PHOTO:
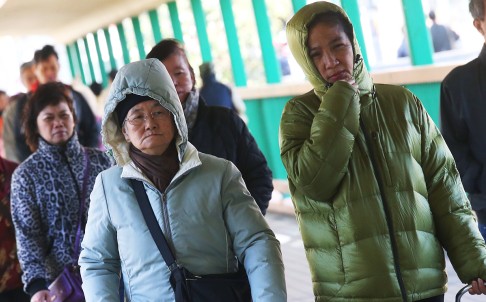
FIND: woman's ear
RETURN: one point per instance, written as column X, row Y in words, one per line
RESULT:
column 477, row 24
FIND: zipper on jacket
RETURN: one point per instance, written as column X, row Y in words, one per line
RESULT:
column 391, row 232
column 165, row 214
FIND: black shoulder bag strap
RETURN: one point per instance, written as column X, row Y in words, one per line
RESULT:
column 176, row 271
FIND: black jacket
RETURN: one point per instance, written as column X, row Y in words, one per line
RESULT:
column 220, row 132
column 16, row 148
column 463, row 110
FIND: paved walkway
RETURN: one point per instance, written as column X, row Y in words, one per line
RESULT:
column 299, row 287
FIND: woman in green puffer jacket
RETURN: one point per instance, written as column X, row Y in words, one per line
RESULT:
column 375, row 188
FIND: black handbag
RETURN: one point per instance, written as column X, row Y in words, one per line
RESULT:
column 187, row 286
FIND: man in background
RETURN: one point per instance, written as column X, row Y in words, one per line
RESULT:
column 46, row 66
column 443, row 37
column 462, row 111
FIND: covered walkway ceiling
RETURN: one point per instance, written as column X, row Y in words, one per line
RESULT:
column 66, row 20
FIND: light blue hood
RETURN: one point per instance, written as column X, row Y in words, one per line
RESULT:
column 146, row 78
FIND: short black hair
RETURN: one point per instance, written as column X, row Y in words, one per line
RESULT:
column 168, row 47
column 334, row 18
column 44, row 54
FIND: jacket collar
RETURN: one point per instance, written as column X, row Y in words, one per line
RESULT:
column 189, row 161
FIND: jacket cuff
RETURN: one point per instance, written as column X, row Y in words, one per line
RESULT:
column 35, row 286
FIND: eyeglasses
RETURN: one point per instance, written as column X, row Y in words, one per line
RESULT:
column 139, row 119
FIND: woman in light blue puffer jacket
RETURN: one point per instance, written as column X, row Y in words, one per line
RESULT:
column 201, row 203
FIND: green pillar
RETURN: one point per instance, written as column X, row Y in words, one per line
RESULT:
column 202, row 34
column 101, row 63
column 138, row 36
column 237, row 65
column 174, row 19
column 106, row 31
column 298, row 4
column 80, row 63
column 71, row 60
column 420, row 45
column 154, row 21
column 90, row 61
column 123, row 42
column 270, row 63
column 352, row 9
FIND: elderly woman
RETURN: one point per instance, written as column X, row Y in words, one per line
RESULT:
column 375, row 189
column 201, row 204
column 49, row 187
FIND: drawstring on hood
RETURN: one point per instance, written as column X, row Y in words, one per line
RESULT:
column 297, row 36
column 144, row 78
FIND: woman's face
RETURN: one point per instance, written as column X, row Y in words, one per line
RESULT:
column 149, row 127
column 180, row 73
column 331, row 51
column 56, row 124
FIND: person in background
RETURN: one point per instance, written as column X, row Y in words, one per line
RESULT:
column 200, row 201
column 46, row 69
column 4, row 99
column 376, row 191
column 27, row 76
column 443, row 38
column 103, row 97
column 10, row 273
column 462, row 111
column 215, row 130
column 216, row 93
column 49, row 186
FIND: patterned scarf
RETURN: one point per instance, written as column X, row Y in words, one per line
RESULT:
column 160, row 169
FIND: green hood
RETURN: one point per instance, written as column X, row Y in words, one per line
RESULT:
column 297, row 33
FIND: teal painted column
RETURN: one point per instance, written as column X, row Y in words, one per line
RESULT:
column 123, row 42
column 154, row 21
column 298, row 4
column 352, row 9
column 90, row 62
column 237, row 65
column 420, row 45
column 202, row 34
column 138, row 36
column 71, row 62
column 80, row 63
column 174, row 19
column 101, row 63
column 270, row 62
column 106, row 31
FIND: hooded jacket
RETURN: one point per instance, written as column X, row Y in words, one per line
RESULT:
column 375, row 188
column 206, row 213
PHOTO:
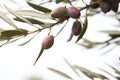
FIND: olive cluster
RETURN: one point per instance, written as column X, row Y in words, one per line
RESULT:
column 70, row 12
column 105, row 5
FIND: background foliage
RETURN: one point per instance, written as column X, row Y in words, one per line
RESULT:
column 39, row 18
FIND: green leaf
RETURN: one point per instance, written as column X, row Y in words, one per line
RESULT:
column 33, row 21
column 9, row 34
column 60, row 73
column 8, row 20
column 85, row 24
column 19, row 16
column 38, row 7
column 70, row 37
column 33, row 14
column 111, row 32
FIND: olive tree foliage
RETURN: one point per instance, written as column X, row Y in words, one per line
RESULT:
column 38, row 19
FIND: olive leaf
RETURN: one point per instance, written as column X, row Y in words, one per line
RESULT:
column 38, row 7
column 70, row 37
column 33, row 14
column 33, row 21
column 112, row 33
column 85, row 24
column 19, row 16
column 60, row 73
column 13, row 33
column 8, row 20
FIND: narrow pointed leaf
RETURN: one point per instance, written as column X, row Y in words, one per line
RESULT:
column 12, row 33
column 19, row 16
column 111, row 32
column 33, row 21
column 33, row 14
column 60, row 73
column 8, row 20
column 41, row 51
column 85, row 24
column 38, row 7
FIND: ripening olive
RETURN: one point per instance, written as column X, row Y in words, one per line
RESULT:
column 76, row 28
column 95, row 5
column 73, row 12
column 48, row 42
column 59, row 12
column 105, row 6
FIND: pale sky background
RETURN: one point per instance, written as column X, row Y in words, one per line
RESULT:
column 16, row 62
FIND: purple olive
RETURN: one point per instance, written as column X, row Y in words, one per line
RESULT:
column 76, row 28
column 73, row 12
column 114, row 5
column 105, row 6
column 48, row 42
column 59, row 12
column 95, row 5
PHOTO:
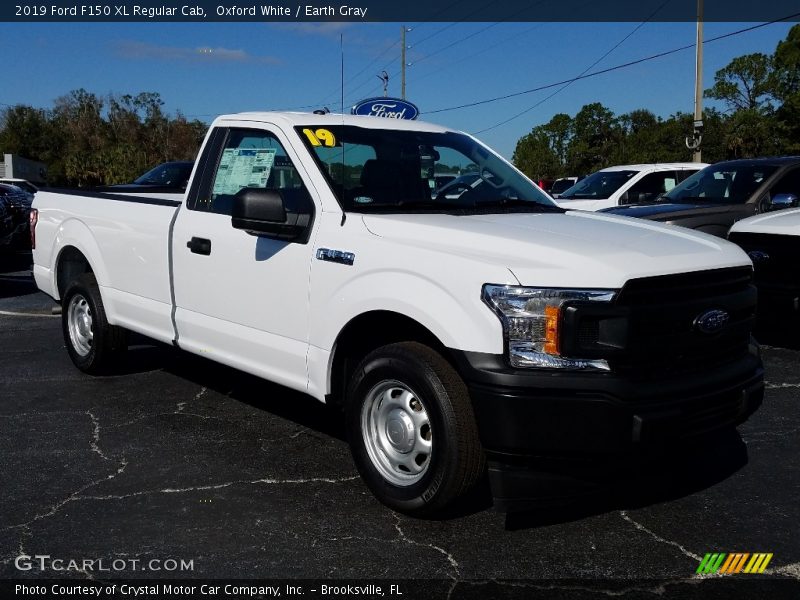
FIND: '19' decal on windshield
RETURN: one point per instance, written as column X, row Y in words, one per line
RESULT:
column 320, row 137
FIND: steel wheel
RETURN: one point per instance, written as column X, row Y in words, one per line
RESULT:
column 397, row 432
column 79, row 324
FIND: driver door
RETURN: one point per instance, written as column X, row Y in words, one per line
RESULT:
column 242, row 299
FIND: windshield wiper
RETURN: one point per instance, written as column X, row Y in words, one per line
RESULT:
column 516, row 202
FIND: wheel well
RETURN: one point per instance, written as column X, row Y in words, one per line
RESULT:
column 365, row 333
column 71, row 264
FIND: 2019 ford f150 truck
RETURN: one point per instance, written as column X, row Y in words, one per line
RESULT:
column 455, row 330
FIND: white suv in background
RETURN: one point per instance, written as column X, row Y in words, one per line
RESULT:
column 626, row 184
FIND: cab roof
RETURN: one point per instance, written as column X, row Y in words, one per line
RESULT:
column 301, row 119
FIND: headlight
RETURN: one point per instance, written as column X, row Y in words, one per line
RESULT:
column 531, row 320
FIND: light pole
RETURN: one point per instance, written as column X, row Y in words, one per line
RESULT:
column 694, row 143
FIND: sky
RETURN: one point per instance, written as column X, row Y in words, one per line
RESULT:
column 206, row 69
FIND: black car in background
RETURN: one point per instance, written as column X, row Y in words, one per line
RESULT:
column 715, row 198
column 7, row 228
column 16, row 207
column 166, row 177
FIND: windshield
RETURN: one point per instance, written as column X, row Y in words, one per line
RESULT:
column 561, row 185
column 721, row 183
column 167, row 174
column 385, row 170
column 598, row 186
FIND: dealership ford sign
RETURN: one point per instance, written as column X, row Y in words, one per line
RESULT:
column 388, row 108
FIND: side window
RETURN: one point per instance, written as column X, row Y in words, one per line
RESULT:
column 788, row 184
column 249, row 158
column 685, row 174
column 651, row 186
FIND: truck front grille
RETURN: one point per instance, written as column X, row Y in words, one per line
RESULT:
column 663, row 338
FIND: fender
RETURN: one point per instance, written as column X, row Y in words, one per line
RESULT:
column 464, row 322
column 74, row 232
column 457, row 320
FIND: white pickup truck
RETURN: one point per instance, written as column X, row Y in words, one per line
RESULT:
column 485, row 328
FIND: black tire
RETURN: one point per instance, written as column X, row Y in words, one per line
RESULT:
column 101, row 351
column 455, row 461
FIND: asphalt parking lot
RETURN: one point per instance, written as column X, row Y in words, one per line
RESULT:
column 179, row 458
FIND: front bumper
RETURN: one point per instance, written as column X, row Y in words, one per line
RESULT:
column 555, row 434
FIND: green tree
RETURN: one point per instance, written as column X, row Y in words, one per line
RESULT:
column 596, row 132
column 787, row 90
column 746, row 83
column 534, row 156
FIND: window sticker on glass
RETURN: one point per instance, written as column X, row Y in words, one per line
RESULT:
column 320, row 137
column 243, row 167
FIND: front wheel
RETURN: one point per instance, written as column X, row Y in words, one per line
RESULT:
column 93, row 345
column 412, row 430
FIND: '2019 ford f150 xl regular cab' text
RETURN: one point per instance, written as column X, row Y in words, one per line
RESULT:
column 487, row 327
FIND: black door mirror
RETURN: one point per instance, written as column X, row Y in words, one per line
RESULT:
column 279, row 214
column 779, row 201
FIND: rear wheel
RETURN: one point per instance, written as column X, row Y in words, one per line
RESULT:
column 412, row 430
column 93, row 345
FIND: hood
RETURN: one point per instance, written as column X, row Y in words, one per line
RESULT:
column 582, row 203
column 573, row 249
column 138, row 187
column 782, row 222
column 660, row 211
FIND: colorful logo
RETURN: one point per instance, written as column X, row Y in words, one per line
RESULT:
column 736, row 562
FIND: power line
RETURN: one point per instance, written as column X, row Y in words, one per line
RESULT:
column 586, row 70
column 610, row 69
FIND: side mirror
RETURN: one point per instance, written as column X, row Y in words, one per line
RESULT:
column 279, row 214
column 780, row 201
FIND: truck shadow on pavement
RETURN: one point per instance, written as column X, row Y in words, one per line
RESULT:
column 682, row 472
column 679, row 473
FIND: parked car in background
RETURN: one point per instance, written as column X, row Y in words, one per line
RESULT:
column 718, row 196
column 7, row 228
column 625, row 184
column 23, row 184
column 166, row 177
column 772, row 241
column 17, row 205
column 562, row 184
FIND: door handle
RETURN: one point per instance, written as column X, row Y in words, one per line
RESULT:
column 199, row 246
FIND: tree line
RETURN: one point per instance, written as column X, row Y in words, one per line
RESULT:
column 88, row 140
column 761, row 96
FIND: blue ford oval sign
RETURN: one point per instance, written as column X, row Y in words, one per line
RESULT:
column 711, row 321
column 388, row 108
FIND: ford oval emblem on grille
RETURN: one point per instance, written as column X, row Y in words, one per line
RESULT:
column 711, row 321
column 758, row 256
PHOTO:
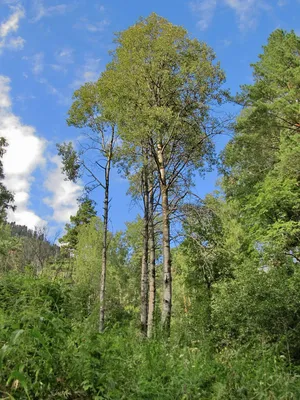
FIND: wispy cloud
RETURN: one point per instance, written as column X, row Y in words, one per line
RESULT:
column 64, row 194
column 24, row 155
column 10, row 26
column 247, row 11
column 37, row 63
column 61, row 99
column 205, row 10
column 41, row 11
column 97, row 26
column 89, row 72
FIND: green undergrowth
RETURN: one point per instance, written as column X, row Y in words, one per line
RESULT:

··········

What this task involves: Can you reproduce the data verbatim, starting with the line containing "FIND: steel wheel" and going on through the line containing "column 242, row 299"?

Output for this exercise:
FIND: steel wheel
RETURN: one point per instance, written as column X, row Y in words, one per line
RESULT:
column 397, row 432
column 79, row 324
FIND: driver door
RETURN: one point per instance, written as column X, row Y in words, one per line
RESULT:
column 242, row 299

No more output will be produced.